[[ DATA TO PROCESS, beginning ]]
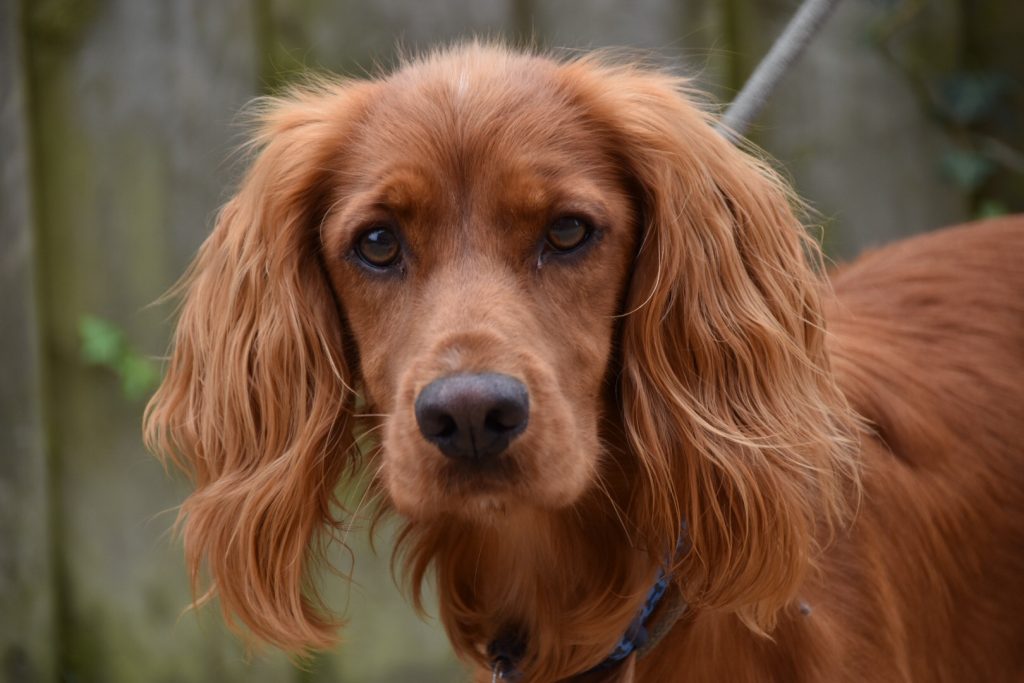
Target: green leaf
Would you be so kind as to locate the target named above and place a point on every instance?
(102, 343)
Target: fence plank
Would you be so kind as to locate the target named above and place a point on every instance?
(28, 642)
(132, 110)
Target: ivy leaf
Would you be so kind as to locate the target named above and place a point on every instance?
(102, 343)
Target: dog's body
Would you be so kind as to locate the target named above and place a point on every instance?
(588, 338)
(928, 585)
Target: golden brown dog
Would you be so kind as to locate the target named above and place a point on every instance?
(589, 343)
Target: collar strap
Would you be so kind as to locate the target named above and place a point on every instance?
(640, 637)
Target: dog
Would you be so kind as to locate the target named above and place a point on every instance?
(586, 352)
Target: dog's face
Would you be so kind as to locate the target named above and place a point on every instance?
(479, 254)
(561, 293)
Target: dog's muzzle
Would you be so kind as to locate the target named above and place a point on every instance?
(473, 417)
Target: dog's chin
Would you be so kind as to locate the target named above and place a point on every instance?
(481, 493)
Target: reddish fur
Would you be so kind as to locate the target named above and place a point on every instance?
(679, 370)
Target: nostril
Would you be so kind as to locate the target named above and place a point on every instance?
(435, 422)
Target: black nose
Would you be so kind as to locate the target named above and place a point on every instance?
(472, 417)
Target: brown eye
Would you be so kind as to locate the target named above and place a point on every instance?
(378, 247)
(566, 233)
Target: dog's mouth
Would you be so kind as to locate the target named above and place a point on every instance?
(480, 476)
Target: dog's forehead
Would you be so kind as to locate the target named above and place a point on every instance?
(464, 114)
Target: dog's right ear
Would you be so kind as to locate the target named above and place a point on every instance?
(256, 406)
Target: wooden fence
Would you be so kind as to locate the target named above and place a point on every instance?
(117, 122)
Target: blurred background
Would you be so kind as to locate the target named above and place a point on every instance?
(118, 119)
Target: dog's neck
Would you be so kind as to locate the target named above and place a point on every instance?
(563, 585)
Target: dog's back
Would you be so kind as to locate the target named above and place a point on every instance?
(928, 339)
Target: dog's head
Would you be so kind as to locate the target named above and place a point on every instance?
(557, 302)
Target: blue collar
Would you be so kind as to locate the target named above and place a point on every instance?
(506, 651)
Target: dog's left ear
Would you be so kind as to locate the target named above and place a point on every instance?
(256, 406)
(727, 394)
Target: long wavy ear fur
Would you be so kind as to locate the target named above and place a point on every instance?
(256, 403)
(727, 395)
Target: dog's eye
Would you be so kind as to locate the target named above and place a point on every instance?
(378, 247)
(567, 232)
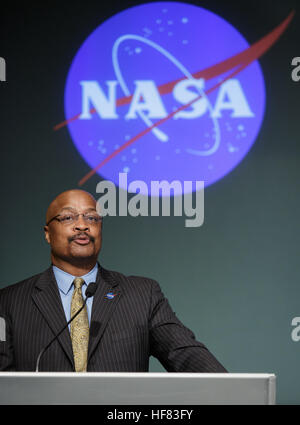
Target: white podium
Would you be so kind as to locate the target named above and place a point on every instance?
(136, 388)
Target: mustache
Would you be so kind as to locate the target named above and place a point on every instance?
(81, 234)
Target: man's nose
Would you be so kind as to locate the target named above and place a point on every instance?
(80, 224)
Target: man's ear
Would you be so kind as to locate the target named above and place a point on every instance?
(47, 235)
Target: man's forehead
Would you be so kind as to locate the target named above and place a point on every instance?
(72, 199)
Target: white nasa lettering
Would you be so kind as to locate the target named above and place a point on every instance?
(184, 96)
(296, 71)
(146, 100)
(93, 93)
(152, 102)
(295, 335)
(236, 100)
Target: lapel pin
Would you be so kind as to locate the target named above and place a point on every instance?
(110, 296)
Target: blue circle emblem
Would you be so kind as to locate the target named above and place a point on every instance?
(151, 93)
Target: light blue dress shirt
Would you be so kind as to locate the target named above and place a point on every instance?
(65, 285)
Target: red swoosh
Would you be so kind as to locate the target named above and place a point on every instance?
(241, 60)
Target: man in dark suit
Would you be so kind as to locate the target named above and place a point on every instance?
(123, 324)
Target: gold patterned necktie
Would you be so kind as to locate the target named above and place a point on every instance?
(79, 328)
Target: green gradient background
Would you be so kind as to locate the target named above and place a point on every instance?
(235, 281)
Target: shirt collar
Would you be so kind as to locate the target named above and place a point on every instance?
(64, 280)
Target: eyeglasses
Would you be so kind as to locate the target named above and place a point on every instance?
(70, 218)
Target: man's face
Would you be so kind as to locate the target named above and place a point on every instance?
(79, 241)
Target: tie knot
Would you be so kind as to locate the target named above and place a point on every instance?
(78, 282)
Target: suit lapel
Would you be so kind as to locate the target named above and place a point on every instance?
(103, 306)
(47, 300)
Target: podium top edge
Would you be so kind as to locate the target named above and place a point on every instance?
(149, 375)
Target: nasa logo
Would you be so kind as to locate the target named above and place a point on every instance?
(166, 91)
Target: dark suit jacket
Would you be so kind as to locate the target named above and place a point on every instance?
(124, 331)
[[ DATA TO PROCESS, end ]]
### TASK
In the records above, each line with the string "collar" should be copied.

### RESULT OF THIS TASK
Target: collar strap
Target: blue collar
Target: shirt collar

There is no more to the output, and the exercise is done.